Directions: Where a line below includes the word "banner", copy that line.

Source data:
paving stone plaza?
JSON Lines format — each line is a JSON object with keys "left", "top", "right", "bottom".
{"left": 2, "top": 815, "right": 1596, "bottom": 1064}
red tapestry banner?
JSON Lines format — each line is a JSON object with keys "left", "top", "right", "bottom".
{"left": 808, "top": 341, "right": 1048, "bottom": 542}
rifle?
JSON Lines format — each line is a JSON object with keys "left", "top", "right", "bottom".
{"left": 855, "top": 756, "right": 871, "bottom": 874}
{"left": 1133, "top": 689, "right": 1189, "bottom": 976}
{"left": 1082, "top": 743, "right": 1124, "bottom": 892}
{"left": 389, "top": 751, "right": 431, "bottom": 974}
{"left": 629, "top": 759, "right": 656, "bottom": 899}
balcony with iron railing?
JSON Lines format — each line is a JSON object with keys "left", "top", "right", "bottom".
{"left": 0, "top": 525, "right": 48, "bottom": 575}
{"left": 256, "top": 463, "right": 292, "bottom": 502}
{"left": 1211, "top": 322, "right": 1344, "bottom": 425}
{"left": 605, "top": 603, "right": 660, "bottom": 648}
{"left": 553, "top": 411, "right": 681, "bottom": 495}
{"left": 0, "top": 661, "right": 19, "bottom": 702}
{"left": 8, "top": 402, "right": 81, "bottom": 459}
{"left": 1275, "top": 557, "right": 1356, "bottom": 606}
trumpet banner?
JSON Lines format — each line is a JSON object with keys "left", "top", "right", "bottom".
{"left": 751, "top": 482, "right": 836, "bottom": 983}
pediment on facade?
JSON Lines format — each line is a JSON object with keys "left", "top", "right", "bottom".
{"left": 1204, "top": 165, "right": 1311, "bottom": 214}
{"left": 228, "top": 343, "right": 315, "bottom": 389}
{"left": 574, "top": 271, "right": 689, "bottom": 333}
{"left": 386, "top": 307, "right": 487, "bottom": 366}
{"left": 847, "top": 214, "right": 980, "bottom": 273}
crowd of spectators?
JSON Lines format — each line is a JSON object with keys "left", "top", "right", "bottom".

Written solution:
red tapestry banner?
trumpet banner?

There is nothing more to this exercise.